▶ WHAT YOU ARE ASKED TO DO
All the records that follow need to be reproduced exactly. Omit the images.

▶ SOURCE MATERIAL
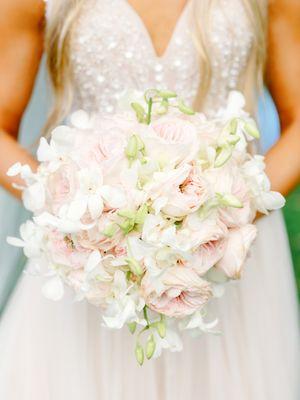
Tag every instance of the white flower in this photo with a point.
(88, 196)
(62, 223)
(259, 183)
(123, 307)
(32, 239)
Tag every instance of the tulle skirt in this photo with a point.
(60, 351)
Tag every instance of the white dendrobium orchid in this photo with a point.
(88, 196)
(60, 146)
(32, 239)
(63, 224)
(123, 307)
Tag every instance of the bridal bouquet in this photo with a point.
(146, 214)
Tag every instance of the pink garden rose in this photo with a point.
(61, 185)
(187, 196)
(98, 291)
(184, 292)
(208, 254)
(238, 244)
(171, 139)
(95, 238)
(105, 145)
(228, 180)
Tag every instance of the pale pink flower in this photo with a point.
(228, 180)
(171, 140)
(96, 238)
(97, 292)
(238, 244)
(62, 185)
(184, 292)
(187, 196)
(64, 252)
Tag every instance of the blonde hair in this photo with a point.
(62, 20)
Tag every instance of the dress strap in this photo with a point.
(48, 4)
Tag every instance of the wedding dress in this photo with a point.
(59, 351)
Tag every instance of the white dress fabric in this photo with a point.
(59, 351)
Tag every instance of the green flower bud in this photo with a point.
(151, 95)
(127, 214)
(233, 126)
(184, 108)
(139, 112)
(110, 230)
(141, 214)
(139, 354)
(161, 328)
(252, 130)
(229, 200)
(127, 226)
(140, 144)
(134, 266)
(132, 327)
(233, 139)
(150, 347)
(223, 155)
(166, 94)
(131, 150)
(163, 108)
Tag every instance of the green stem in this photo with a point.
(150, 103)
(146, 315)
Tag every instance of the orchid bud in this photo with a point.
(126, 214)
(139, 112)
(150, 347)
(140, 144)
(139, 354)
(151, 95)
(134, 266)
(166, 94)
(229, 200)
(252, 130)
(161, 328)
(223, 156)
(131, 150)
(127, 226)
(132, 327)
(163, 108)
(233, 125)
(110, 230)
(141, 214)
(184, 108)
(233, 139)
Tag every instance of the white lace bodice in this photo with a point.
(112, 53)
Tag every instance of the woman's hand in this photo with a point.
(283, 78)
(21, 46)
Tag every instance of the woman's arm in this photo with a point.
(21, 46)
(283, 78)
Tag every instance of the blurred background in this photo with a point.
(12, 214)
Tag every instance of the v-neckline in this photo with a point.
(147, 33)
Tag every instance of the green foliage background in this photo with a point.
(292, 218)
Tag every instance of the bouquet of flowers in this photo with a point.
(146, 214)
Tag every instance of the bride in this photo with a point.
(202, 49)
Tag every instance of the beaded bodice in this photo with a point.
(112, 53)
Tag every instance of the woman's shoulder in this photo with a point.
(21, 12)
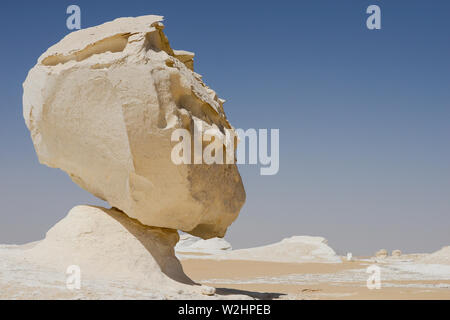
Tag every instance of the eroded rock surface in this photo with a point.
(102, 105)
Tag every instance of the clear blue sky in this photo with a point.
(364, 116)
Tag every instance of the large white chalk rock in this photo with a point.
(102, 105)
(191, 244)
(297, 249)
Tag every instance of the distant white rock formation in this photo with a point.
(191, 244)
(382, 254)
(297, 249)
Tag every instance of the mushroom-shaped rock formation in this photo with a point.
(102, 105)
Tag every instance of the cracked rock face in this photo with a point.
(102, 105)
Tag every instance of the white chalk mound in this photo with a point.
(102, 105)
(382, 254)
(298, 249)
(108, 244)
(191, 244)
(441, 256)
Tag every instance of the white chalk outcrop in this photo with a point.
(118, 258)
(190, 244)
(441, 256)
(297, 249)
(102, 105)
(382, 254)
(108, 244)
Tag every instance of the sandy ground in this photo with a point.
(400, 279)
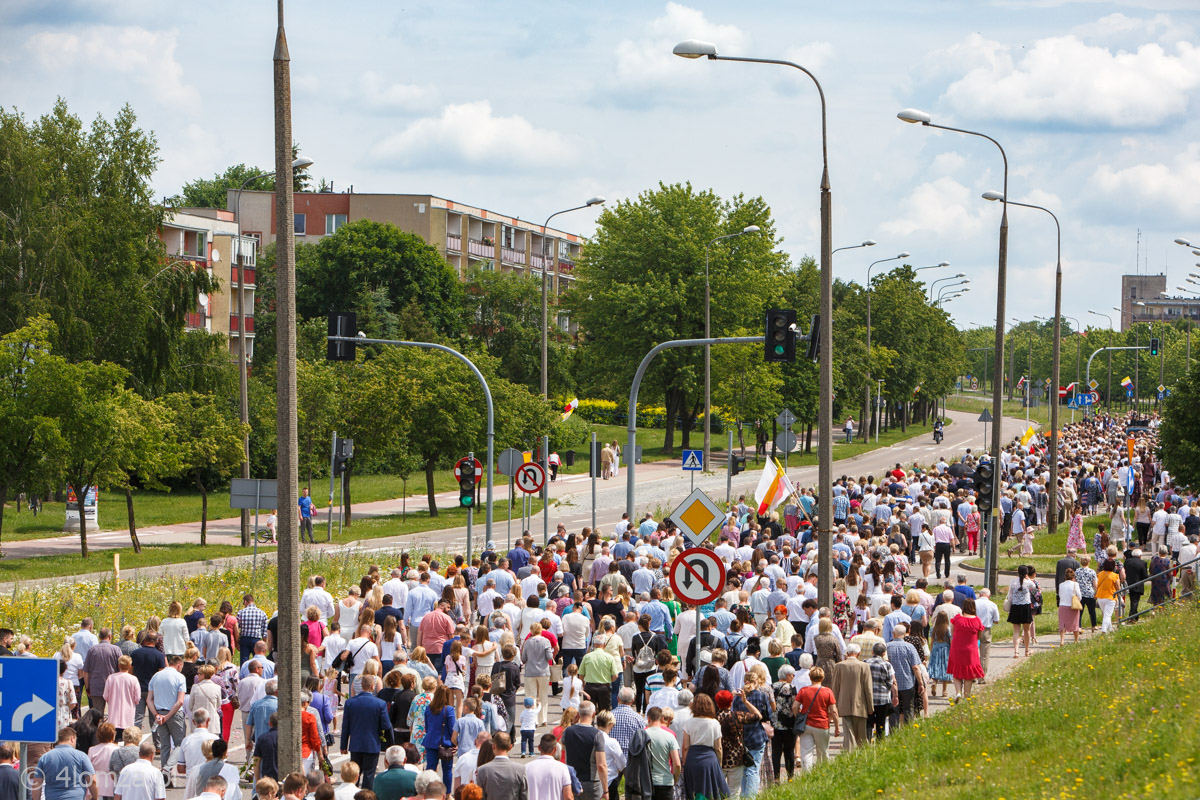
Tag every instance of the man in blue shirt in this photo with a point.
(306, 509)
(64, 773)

▶ WORKED ANSWER
Tag every instance of the white flower in this photo with a point.
(88, 196)
(62, 223)
(259, 183)
(123, 307)
(32, 239)
Tag every instance of the tulle skirt in this photo with a point.
(60, 351)
Tag every instance of the white dendrobium orchid in this photo with a point.
(88, 196)
(60, 146)
(32, 239)
(63, 224)
(123, 307)
Tag every instance of the bridal bouquet in this photo with a point.
(146, 214)
Tag every instance of the pink garden rose in this photo with a point.
(61, 185)
(187, 196)
(98, 291)
(184, 292)
(208, 254)
(238, 244)
(171, 139)
(95, 238)
(105, 145)
(228, 180)
Tag every instance of the pale pink flower in this photo with a point.
(228, 180)
(171, 140)
(96, 238)
(97, 292)
(238, 244)
(62, 185)
(184, 292)
(187, 196)
(64, 252)
Tag every instance of the blonde hair in this photo with a point.
(62, 20)
Tag every instance of the dress strap in this photo with a point.
(48, 4)
Tag every instance of the wedding dress in this photo with a point.
(59, 351)
Tag every instance of the white dress fabric in this photo with a point.
(59, 351)
Tag every instance of the green flower bud in this photo with a point.
(151, 95)
(127, 214)
(233, 126)
(184, 108)
(139, 112)
(110, 230)
(141, 214)
(139, 354)
(161, 328)
(252, 130)
(229, 200)
(127, 226)
(140, 144)
(134, 266)
(132, 327)
(233, 139)
(150, 347)
(223, 155)
(166, 94)
(131, 150)
(163, 108)
Tag every instance of the green stem in this photo with a point.
(150, 103)
(146, 315)
Tag every instance of the orchid bud in this photo with a point.
(126, 214)
(139, 112)
(150, 347)
(140, 144)
(139, 354)
(151, 95)
(134, 266)
(166, 94)
(229, 200)
(252, 130)
(161, 328)
(223, 156)
(131, 150)
(127, 226)
(132, 327)
(163, 108)
(233, 125)
(110, 230)
(141, 214)
(184, 108)
(233, 139)
Tag every instance of the white lace bodice in this photo with a point.
(112, 53)
Tag every instance of the woman's hand in this photo with a point.
(283, 78)
(21, 46)
Tag every instance of the woman's arm in this photo with a point.
(21, 46)
(283, 78)
Tag every instance of the blurred background in this photo with a point.
(12, 214)
Tag every instance of the v-neckline in this photo with a point.
(147, 33)
Tag every instance of the green foliage background in this photo with a point.
(292, 218)
Tag every instance of the bouquet of flowers in this photo with a point.
(146, 214)
Tag every instance of the bride in this photo with a point.
(202, 49)
Tag every instance of the beaded bodice in this photo with a point.
(112, 53)
Tag every instance of the woman's shoulder in this photo with a point.
(21, 12)
Tag every instance of the eroded rock surface in this photo with a point.
(102, 105)
Tag every instance of the clear blue sky in this photo with a point.
(364, 116)
Tag every instance of the large white chalk rock in this photo with a point.
(102, 105)
(191, 244)
(297, 249)
Tag every instance of the distant white rock formation in this photo with a point.
(191, 244)
(382, 254)
(297, 249)
Tag every instance of the mushroom-shaped rock formation in this photo with a point.
(102, 105)
Tag every instance of the cracked rock face in this photo with a point.
(102, 105)
Tag every instance of the white chalk mound in this photo with a point.
(102, 105)
(382, 254)
(298, 249)
(108, 244)
(191, 244)
(441, 256)
Tag every instance of the white chalk outcrop in this photo with a point.
(118, 258)
(190, 244)
(441, 256)
(297, 249)
(102, 105)
(382, 254)
(108, 244)
Tag every instance of the sandy ground in this photo with a point.
(400, 279)
Tag every instance of the man in blue shirt in this photo with a point.
(306, 509)
(64, 773)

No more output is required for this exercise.